In the Beauty in Simplicity album notes, which Steve Reich piece does Kai Schumacher arrange for live and pre-recorded pianos?

─── Document excerpt ───

Info for Beauty In Simplicity



In the 1950s, New Music essentially meant one thing: maximum complexity and maximum remoteness from the audience. That changed radically at the end of the 1960s, when a group of freaks completely rewrote the rules of the musical avant-garde and achieved one of the last great breakthroughs in 20th-century art music.

Composers like Steve Reich freed classical music from the dogmas of serialism and created a new sound aesthetic with psychedelic pull, shaped by the rhythms of the Indonesian gamelan, the coolness of free jazz and the energy of rock music. They challenged the excessive intellectualism of European contemporary music with a new kind of performance culture: the lofts and clubs of the New York art scene became the new hot spots of the avant-garde, making Darmstadt and Donaueschingen look like forsaken temples of a long-since-abandoned religion.

The Minimal Music of the 1960s emphasized a new simplicity of musical structure, repetitive elements, tonal harmony and uncompromising reduction of the musical material – the idea of “patterns” was born, without which the genres of ambient, techno and post-rock would never have emerged. It is an irony of fate that a form of classical music that was responsible only a few decades ago for the last great performance scandals of the 20th century should exercise unparalleled influence on mainstream culture to this day.

Taking his lead from Steve Reich’s masterwork “Electric Counterpoint” in a new arrangement for live and pre-recorded pianos, Kai Schumacher takes a musical look on his album Beauty in Simplicity at classical precursors and pop-culture inheritors of minimal music. So it is that Erik Satie’s fragile planes of sound prepare the way for the ambient music of such as Brian Eno while P.M. Hamel’s psychedelic piano works serve as inspiration for piano transcriptions by Moderat.

Rather than relying on digital sound, Kai Schumacher treats the concert grand as a fully analogue synthesizer, applying preparations and sound processing to what is surely the most classical of all instruments to generate apparently electronic sound worlds in the space between drum-machine and the Wall of Sound.

─── Supplied data ───

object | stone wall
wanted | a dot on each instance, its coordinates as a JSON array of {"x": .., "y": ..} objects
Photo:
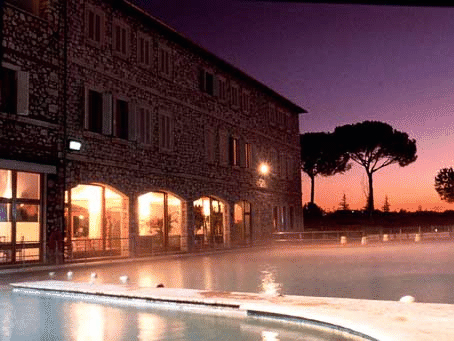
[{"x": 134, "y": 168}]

───

Solution to the problem ::
"Electric Counterpoint"